In January, I decided that 2013 should be my year of thinking about creativity.  What inspires it? What drives it?  How can we tap in and harness it to enrich our lives?  So I was very grateful when the producer Roland Holmes got in touch offering to let me have a Behind the Scenes chat with Director,Image 3 Dan Clifton  of Atomium films, who are in pre-production for an exciting new film adaptation of William Boyd’s short story ‘The Ghost of a Bird’.

Without wishing to risk any spoilers, Boyd’s story tells of Patient 39, a young British soldier who has had his memory severely impaired as a result of a head trauma sustained in combat, outside Caen in Normandy, on June 12, 1944.

QUESTIONS:
- 1) Translate this sentence from the source text into Spanish: "Without wishing to risk any spoilers, Boyd's story tells of Patient 39, a young British soldier who has had his memory severely impaired as a result of a head trauma sustained in combat, outside Caen in Normandy, on June 12, 1944."
- 2) Edit the source text by writing out everything from "Without wishing to" down to "June 12, 1944.", replacing "Caen" with "Bayeux".
The items were taken from a separate source and are unrelated to the source text.

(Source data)
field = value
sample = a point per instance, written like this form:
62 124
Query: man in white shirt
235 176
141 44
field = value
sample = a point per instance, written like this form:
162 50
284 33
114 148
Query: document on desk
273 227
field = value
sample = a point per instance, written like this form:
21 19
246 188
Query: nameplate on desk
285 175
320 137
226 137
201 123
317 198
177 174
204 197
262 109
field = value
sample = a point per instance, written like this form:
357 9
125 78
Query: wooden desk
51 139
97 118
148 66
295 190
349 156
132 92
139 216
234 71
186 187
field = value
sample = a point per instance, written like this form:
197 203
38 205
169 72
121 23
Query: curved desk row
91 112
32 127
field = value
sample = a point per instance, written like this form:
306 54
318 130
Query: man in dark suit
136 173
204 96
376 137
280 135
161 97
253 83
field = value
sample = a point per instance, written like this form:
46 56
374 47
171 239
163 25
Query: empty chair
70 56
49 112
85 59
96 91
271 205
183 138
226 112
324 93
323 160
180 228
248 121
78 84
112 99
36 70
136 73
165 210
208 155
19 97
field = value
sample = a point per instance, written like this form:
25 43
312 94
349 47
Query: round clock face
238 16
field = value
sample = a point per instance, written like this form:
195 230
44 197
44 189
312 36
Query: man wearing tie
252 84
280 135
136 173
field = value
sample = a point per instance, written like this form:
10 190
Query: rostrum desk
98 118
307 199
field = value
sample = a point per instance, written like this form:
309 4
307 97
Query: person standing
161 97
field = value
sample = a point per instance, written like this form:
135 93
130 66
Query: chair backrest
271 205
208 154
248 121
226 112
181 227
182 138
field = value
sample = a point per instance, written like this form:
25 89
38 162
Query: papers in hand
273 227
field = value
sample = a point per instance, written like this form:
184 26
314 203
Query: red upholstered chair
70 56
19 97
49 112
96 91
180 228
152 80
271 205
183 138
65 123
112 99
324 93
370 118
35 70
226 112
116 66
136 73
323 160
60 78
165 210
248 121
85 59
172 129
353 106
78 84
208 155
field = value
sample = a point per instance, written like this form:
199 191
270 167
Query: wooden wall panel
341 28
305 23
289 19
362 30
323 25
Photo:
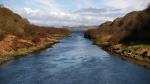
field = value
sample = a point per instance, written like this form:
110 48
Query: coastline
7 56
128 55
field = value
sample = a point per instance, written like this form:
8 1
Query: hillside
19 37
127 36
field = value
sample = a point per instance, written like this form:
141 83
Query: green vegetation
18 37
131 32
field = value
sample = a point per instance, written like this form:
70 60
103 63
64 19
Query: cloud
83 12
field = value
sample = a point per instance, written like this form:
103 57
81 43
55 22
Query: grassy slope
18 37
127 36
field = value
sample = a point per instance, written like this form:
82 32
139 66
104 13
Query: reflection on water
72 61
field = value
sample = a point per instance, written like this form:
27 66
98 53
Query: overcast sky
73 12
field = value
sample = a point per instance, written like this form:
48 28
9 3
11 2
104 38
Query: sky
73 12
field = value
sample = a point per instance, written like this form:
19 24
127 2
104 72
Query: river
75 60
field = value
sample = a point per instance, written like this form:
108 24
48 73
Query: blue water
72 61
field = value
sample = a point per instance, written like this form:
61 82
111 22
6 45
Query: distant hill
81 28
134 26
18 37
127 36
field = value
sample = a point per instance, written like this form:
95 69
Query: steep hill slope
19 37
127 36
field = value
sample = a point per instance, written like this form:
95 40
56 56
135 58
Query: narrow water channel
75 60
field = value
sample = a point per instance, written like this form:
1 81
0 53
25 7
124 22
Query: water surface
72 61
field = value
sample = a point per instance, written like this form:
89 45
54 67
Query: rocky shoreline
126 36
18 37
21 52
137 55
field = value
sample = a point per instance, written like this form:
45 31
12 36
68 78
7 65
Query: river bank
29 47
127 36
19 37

--

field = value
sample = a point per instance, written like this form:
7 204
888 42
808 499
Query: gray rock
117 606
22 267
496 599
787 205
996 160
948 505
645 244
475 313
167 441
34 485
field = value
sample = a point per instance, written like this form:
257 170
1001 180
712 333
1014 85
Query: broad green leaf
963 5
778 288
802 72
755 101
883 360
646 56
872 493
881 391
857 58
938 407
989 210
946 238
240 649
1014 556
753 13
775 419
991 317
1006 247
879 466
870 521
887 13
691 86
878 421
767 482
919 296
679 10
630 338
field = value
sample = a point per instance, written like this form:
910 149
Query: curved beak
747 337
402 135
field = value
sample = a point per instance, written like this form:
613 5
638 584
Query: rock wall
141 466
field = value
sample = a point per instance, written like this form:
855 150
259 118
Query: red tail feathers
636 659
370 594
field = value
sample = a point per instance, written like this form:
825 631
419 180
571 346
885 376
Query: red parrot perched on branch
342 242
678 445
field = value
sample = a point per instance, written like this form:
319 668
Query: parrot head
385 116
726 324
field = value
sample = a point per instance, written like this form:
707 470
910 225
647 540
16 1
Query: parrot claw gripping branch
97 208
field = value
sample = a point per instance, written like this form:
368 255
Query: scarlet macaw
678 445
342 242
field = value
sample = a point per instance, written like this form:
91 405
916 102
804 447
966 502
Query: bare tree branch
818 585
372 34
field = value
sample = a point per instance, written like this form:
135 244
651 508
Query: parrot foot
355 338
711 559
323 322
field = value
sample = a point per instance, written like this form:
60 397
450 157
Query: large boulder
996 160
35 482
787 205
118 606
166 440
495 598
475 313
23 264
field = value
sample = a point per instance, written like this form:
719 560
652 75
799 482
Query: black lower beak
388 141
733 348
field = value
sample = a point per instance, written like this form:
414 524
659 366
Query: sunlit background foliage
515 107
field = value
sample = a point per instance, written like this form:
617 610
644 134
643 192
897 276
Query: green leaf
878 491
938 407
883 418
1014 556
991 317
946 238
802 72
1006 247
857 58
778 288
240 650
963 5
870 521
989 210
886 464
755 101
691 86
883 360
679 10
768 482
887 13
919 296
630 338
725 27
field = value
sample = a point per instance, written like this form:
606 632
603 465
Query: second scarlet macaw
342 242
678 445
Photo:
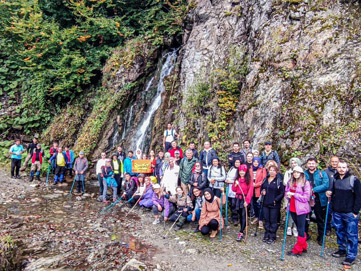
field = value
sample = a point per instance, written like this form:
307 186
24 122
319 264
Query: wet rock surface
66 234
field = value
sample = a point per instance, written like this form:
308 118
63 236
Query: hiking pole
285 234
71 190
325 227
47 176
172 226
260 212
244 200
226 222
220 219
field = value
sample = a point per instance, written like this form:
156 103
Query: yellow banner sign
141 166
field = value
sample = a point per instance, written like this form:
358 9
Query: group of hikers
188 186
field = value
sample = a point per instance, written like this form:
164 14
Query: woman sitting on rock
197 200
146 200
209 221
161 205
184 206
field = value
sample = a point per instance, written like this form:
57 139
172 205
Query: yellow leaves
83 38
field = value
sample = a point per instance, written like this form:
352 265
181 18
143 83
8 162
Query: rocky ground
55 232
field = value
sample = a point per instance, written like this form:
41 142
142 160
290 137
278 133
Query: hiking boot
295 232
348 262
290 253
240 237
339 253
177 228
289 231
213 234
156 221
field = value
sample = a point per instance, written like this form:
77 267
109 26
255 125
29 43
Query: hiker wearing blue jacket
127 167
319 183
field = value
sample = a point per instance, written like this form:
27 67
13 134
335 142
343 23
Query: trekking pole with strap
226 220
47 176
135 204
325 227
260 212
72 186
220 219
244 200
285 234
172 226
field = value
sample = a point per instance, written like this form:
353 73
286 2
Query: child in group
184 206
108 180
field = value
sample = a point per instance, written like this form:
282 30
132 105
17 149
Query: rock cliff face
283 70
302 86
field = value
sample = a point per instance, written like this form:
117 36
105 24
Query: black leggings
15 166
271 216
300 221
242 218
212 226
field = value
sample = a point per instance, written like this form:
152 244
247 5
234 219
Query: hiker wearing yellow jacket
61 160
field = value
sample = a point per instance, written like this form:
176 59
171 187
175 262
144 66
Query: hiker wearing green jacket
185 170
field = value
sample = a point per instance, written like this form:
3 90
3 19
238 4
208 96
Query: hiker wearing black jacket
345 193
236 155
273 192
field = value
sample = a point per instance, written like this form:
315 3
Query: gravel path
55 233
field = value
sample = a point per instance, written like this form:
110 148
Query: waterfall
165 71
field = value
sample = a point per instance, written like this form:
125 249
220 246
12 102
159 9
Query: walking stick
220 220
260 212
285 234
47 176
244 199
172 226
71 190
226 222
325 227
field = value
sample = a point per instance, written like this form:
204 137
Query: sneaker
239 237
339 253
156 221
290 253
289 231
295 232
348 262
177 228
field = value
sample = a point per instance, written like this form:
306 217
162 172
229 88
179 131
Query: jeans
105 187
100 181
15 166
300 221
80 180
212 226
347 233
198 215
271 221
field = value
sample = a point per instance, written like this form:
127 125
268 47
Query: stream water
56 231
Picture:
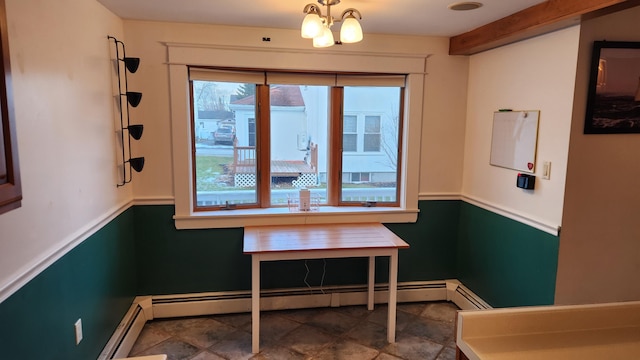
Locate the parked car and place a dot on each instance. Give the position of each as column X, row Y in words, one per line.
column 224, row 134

EXPECTED RESULTS:
- 1) Sin querer arriesgarme a revelar detalles de la trama, el relato de Boyd habla del Paciente 39, un joven soldado británico cuya memoria ha quedado gravemente dañada como consecuencia de un traumatismo craneal sufrido en combate, a las afueras de Caen, en Normandía, el 12 de junio de 1944.

- 2)
Without wishing to risk any spoilers, Boyd’s story tells of Patient 39, a young British soldier who has had his memory severely impaired as a result of a head trauma sustained in combat, outside Bayeux in Normandy, on June 12, 1944.